● Written problem 1: In the listing, begin at the line that has "the green grass" and stop after the final line of the listing; write those lines out again, substituting "marker" for every "pin" and changing nothing else, with the pictures omitted.

● Text provided:
-- START --

Alright, so clearly you either need to maintain some kind of working batch processing framework. But what you don’t want is to maintain two sets of procedures that both need to be updated. That’s effectively de-normalization and it is a bad idea in databases and it is a bad idea in code (though hardly anyone talks about it).

This leads to Kappa, what if you could process everything as a stream even batches.

I imagine that this application is an island. The only way to reach the island is a stream, so if you have a truck with a ton of stuff ie a batch. We are going to unload the truck as fast as possible and send all of the stuff on tiny canoes.

So to test if this going to be scalable I decided to try some of the simplest batch files I knew. CSVs, everyone hates them but almost every system can produce them. Especially if by Comma you mean any string delimiter. Even log files can be thought of as a special case of a CSV. So can Json.

-- END --

● Entries shown:
-- START --

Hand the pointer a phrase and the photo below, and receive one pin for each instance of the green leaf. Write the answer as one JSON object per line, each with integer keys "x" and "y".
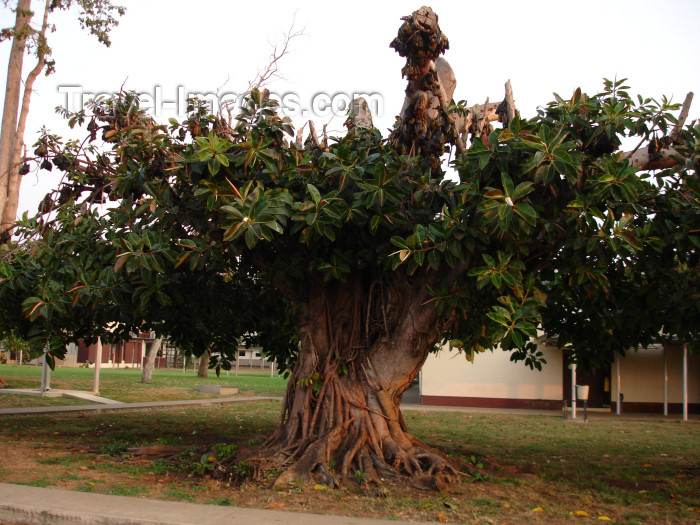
{"x": 315, "y": 195}
{"x": 5, "y": 269}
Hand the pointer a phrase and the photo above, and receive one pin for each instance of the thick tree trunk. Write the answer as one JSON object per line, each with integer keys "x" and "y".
{"x": 8, "y": 132}
{"x": 203, "y": 370}
{"x": 364, "y": 343}
{"x": 150, "y": 359}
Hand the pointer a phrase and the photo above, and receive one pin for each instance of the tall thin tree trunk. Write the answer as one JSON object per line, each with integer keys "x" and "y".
{"x": 203, "y": 370}
{"x": 8, "y": 132}
{"x": 150, "y": 360}
{"x": 9, "y": 214}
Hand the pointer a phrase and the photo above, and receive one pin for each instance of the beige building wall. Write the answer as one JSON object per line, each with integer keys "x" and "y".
{"x": 642, "y": 376}
{"x": 492, "y": 380}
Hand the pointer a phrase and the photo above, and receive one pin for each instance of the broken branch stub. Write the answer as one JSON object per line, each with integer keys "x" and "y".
{"x": 427, "y": 125}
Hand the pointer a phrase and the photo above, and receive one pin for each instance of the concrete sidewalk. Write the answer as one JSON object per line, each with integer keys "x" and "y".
{"x": 40, "y": 506}
{"x": 117, "y": 405}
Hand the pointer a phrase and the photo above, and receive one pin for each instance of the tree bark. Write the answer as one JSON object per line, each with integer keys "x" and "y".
{"x": 150, "y": 359}
{"x": 9, "y": 214}
{"x": 364, "y": 342}
{"x": 203, "y": 370}
{"x": 8, "y": 132}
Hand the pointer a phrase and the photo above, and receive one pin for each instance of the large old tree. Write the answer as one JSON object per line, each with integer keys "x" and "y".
{"x": 216, "y": 229}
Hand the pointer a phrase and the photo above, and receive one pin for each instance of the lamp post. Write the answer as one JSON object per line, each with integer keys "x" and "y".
{"x": 582, "y": 394}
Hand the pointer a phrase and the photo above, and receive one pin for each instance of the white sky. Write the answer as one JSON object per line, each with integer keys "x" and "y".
{"x": 541, "y": 46}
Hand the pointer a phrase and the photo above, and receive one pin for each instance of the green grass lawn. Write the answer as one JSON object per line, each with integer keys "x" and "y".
{"x": 518, "y": 468}
{"x": 125, "y": 384}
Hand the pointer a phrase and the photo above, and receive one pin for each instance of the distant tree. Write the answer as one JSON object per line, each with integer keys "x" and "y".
{"x": 94, "y": 15}
{"x": 350, "y": 259}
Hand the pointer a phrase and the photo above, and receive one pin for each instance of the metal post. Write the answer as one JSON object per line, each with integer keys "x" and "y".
{"x": 618, "y": 408}
{"x": 98, "y": 365}
{"x": 45, "y": 374}
{"x": 573, "y": 391}
{"x": 685, "y": 382}
{"x": 665, "y": 381}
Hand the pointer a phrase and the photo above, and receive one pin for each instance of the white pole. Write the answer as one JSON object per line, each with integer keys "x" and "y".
{"x": 98, "y": 364}
{"x": 618, "y": 408}
{"x": 45, "y": 373}
{"x": 665, "y": 381}
{"x": 573, "y": 391}
{"x": 685, "y": 382}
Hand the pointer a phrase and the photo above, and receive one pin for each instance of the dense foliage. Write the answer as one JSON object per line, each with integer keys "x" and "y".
{"x": 214, "y": 230}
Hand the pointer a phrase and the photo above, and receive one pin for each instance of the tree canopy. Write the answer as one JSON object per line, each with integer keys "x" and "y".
{"x": 352, "y": 257}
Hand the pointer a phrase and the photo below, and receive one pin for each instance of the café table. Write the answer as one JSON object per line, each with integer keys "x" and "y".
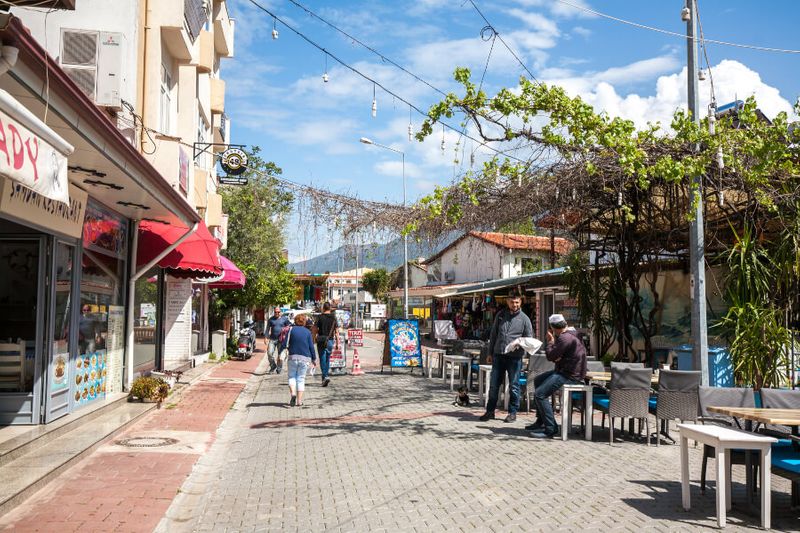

-- END --

● Written problem 2: In the passage on stream processing, what term is applied to maintaining two sets of procedures that both need to be updated?

● Exercise answer 1:
Hand the pointer a phrase and the photo above, and receive one marker for each instance of the green grass lawn. Write the answer as one JSON object per line, each with integer keys "x" and "y".
{"x": 518, "y": 468}
{"x": 125, "y": 384}
Hand the pointer a phrase and the photo above, and receive one marker for each instance of the distant tree. Write the answer as one JSON object per line, each with integer keys "x" and "y".
{"x": 94, "y": 15}
{"x": 350, "y": 259}
Hand the pointer a phrase and the photo above, and receive one marker for each instance of the metal post. Write the answer as one JSON object per line, each with integer keys "x" and "y".
{"x": 618, "y": 408}
{"x": 98, "y": 365}
{"x": 45, "y": 374}
{"x": 573, "y": 391}
{"x": 685, "y": 382}
{"x": 665, "y": 381}
Hand the pointer a phrase and the photo above, and receive one marker for each instance of the white pole. Write the answer as one JSON object per line, each with integer keys "x" and "y".
{"x": 98, "y": 364}
{"x": 618, "y": 408}
{"x": 45, "y": 373}
{"x": 665, "y": 381}
{"x": 573, "y": 391}
{"x": 685, "y": 382}
Hand the pointer a phrase and the photo above, and receive one marker for each instance of the dense foliage. Write the answer as one JSON object per line, each with integer keys "x" and "y".
{"x": 214, "y": 230}
Hand the pointer a phrase and the photo above, and receive one marker for each instance of the tree canopy. Write the answer as one JSON object per line, each with integer keys "x" and "y".
{"x": 352, "y": 257}
Hand the pointer a phrase and the photo below, and receive one marker for each instance of the café table. Write the answer as one JSON object per line, each with integer keys "x" and "y".

● Exercise answer 2: De-normalization.